WHAT TO WORK ON ->
Copy out everything from the line containing "Please segment every instance of the wooden" down to the end of the material, both ends included, without changing anything.

[Segmentation labeling items]
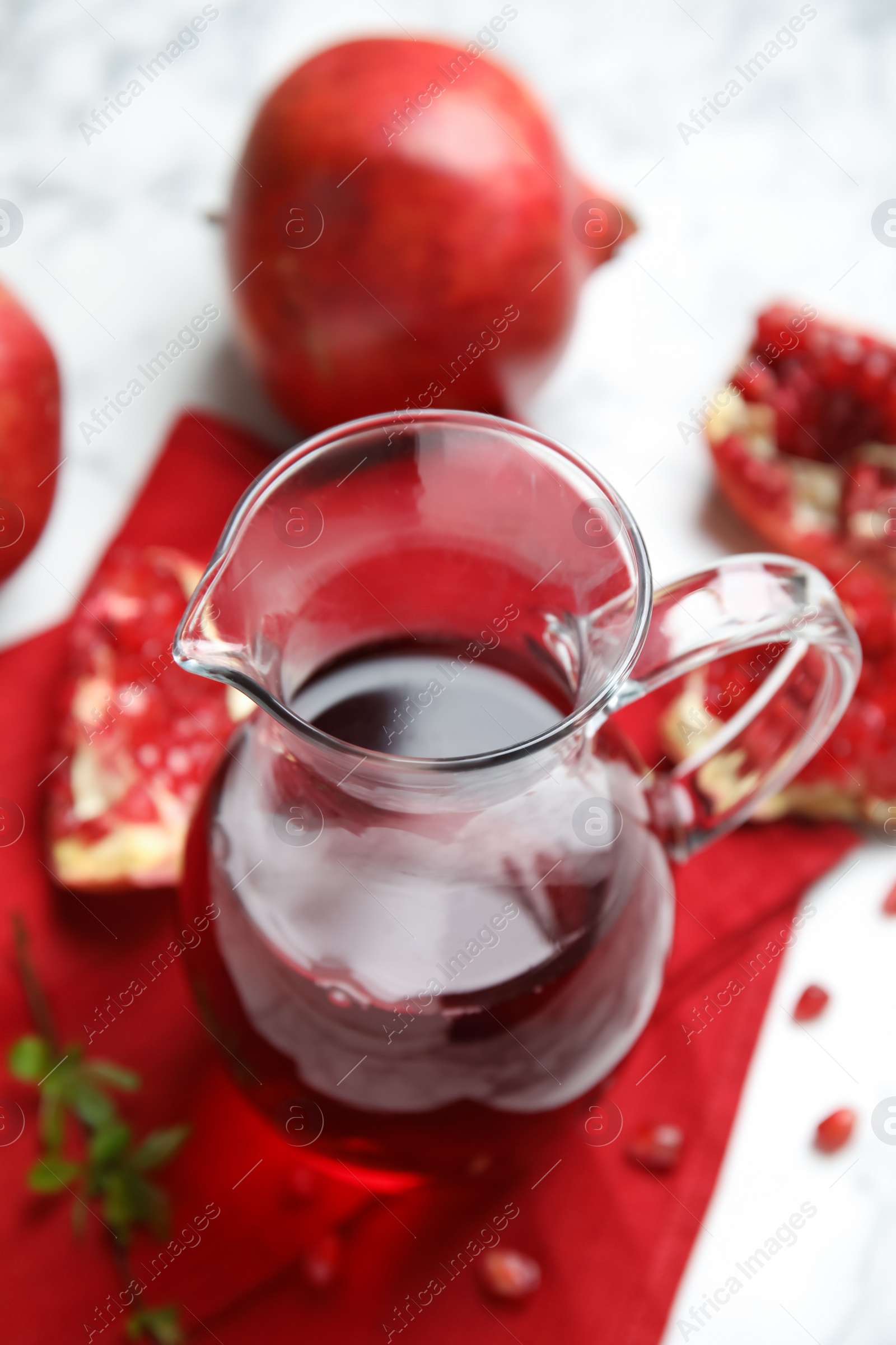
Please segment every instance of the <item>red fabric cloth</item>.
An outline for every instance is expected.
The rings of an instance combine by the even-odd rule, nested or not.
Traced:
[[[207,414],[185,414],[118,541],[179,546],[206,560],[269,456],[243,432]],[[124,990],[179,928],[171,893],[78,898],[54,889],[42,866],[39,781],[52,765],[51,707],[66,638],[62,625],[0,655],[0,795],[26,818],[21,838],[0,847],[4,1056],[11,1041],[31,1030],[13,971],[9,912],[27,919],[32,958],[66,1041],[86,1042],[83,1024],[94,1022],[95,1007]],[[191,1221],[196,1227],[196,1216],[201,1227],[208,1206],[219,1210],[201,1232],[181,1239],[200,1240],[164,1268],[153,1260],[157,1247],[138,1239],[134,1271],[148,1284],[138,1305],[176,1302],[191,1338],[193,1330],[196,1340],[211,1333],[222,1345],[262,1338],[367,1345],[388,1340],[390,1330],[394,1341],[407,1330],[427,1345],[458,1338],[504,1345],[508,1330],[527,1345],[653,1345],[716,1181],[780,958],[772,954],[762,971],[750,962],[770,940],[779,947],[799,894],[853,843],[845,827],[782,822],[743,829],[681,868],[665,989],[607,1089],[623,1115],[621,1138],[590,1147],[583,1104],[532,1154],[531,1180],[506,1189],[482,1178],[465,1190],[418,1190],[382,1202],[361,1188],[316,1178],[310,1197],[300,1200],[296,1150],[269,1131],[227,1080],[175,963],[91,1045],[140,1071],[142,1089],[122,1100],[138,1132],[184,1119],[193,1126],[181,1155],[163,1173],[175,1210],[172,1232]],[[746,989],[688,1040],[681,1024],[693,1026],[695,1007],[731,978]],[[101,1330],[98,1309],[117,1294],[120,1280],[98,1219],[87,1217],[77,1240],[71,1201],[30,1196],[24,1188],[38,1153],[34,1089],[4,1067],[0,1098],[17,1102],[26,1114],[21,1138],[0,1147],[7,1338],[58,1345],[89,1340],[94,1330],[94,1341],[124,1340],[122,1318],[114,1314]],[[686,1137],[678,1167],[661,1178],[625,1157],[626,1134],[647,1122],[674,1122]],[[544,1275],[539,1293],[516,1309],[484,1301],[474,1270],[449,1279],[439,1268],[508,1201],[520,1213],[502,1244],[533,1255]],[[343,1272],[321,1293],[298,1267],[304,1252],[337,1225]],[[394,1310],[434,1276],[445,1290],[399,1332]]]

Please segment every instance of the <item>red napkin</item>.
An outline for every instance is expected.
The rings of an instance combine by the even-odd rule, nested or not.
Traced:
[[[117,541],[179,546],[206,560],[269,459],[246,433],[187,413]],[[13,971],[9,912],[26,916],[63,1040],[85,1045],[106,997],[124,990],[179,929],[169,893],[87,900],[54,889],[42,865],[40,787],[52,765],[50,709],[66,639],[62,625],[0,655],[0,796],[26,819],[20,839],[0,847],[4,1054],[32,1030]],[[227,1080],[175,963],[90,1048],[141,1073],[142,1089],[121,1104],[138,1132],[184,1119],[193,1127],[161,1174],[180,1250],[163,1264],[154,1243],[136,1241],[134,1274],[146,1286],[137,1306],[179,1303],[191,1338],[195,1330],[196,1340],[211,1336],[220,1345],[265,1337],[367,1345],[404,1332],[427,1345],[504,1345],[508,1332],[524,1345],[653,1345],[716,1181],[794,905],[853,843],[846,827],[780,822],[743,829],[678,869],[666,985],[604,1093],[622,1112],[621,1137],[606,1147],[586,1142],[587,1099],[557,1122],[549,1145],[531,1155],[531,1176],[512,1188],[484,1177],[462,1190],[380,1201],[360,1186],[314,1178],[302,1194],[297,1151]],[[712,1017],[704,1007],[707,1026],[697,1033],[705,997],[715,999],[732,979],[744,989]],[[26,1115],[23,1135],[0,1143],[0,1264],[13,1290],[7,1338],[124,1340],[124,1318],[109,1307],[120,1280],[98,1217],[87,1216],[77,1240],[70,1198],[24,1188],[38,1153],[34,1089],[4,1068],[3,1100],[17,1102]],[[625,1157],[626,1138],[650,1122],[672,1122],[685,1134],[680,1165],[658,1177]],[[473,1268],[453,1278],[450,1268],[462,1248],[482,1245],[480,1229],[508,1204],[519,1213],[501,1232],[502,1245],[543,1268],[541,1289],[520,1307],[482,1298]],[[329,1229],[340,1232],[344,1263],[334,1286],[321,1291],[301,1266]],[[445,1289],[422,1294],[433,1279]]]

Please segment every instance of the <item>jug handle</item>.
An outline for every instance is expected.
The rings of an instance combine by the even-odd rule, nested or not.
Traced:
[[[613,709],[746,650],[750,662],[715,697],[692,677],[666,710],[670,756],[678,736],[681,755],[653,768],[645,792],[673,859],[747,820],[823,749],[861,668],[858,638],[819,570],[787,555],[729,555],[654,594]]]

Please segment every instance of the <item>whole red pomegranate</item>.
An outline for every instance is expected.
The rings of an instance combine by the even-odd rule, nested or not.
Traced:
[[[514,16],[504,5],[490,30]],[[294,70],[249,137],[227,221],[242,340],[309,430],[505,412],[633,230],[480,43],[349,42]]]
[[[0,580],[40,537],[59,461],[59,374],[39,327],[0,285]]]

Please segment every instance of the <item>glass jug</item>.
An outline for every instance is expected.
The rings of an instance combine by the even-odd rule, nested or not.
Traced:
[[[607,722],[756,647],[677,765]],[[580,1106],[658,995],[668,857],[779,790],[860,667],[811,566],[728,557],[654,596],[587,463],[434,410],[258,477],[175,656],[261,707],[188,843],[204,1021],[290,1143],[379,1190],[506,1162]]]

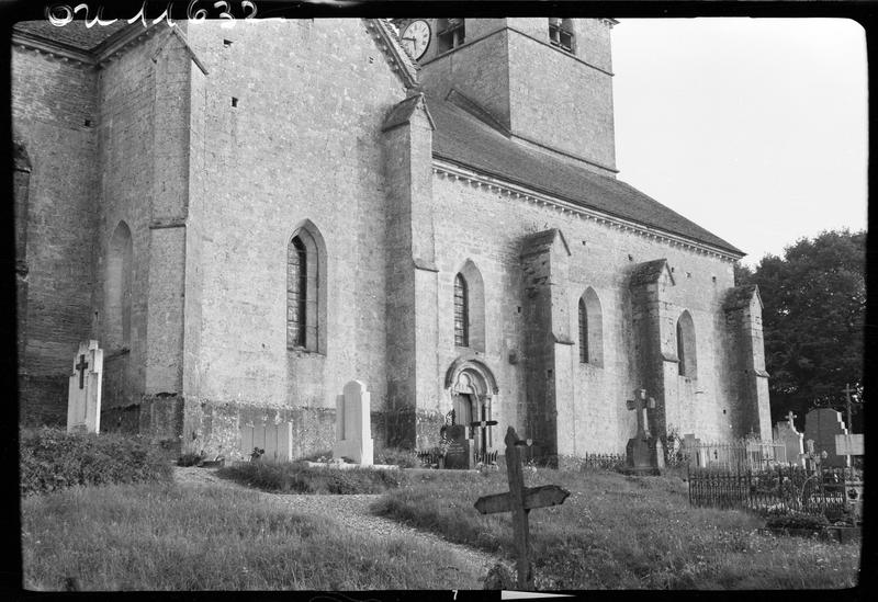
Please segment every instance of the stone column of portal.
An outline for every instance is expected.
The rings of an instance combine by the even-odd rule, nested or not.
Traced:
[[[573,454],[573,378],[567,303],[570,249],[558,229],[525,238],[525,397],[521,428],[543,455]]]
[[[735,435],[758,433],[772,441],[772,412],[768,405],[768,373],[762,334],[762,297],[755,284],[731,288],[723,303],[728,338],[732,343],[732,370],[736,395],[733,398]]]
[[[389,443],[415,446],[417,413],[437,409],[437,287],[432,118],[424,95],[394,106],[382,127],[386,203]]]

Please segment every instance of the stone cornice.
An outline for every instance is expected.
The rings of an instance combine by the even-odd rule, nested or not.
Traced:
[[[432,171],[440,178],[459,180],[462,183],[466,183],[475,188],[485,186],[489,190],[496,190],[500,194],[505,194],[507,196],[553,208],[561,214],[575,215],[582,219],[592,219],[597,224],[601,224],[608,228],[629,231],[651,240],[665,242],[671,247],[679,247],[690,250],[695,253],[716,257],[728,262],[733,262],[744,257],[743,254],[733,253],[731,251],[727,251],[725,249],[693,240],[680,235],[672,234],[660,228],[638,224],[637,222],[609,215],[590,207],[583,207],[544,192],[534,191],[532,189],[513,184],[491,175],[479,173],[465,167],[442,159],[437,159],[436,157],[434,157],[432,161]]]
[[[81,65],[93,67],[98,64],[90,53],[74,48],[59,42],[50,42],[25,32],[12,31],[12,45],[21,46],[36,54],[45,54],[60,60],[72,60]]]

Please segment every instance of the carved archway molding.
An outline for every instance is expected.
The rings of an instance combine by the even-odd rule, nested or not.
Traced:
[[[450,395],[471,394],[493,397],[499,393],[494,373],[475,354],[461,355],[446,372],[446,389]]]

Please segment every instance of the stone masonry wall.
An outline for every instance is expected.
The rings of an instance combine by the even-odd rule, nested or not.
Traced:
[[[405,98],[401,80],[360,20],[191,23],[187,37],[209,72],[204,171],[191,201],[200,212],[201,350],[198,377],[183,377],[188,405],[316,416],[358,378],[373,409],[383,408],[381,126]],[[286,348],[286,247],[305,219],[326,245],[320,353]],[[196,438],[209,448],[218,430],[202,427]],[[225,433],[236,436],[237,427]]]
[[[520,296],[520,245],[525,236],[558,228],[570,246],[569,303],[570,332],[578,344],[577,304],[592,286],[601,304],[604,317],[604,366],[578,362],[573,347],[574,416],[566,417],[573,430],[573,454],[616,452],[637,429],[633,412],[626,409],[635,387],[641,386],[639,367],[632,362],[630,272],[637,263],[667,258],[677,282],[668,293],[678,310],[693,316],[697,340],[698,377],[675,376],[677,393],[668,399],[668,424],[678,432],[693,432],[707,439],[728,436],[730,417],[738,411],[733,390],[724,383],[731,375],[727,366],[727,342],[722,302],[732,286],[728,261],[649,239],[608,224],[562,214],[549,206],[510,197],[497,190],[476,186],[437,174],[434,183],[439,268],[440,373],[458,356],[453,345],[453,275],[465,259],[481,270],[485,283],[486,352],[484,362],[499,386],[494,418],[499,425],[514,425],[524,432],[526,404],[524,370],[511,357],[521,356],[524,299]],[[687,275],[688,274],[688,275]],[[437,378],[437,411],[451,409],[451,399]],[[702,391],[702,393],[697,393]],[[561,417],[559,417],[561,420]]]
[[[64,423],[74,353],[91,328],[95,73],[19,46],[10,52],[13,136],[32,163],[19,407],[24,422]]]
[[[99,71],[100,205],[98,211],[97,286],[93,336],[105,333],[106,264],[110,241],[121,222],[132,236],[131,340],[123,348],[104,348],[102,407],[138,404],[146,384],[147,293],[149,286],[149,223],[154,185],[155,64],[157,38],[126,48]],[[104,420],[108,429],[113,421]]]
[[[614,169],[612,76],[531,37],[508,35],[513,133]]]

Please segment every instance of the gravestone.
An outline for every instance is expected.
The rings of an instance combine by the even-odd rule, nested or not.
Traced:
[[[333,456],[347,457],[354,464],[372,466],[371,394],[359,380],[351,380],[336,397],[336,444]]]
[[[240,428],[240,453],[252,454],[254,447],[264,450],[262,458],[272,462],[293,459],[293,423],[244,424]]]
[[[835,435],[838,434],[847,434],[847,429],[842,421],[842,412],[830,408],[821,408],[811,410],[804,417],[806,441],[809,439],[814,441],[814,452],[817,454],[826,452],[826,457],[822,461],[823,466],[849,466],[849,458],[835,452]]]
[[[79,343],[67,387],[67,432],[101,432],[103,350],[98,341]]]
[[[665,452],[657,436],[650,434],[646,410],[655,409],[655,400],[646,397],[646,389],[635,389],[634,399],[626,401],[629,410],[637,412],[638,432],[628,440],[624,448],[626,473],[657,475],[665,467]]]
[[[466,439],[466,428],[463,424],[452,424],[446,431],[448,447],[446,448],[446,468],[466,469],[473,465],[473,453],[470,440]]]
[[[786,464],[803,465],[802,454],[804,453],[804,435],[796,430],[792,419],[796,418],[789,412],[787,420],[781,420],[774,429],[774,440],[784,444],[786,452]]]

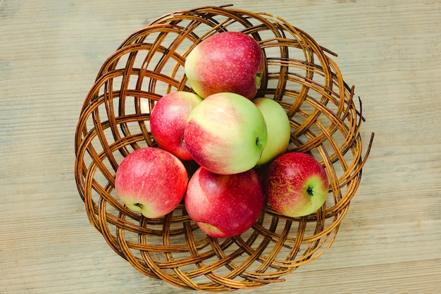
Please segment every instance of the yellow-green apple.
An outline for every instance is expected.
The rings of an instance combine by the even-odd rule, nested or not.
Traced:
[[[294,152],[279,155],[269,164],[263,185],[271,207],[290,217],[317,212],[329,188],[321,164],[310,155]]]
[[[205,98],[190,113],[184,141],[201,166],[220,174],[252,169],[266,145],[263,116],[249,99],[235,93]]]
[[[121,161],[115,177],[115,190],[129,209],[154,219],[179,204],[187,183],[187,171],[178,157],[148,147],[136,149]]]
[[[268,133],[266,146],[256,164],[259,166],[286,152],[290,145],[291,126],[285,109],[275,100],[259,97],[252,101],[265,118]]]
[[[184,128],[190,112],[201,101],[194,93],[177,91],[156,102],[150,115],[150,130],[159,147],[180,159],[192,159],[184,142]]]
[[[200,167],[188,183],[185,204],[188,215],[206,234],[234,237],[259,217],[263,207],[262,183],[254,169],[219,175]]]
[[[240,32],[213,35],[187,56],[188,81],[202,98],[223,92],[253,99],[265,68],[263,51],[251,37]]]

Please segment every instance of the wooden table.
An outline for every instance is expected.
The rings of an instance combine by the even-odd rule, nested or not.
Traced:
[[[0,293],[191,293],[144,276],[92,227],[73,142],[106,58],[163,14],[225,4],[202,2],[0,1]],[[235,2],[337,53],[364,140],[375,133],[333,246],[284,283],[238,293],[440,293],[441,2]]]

ANSWER ->
Please segment every instance of the wooden table.
An outline for every instance is expected.
The rings of an instance combine by the even-odd rule, nested or not.
Traced:
[[[0,293],[191,293],[144,276],[92,227],[73,142],[106,58],[163,14],[225,4],[202,2],[0,1]],[[235,2],[337,53],[364,140],[375,133],[333,246],[284,283],[238,293],[440,293],[441,2]]]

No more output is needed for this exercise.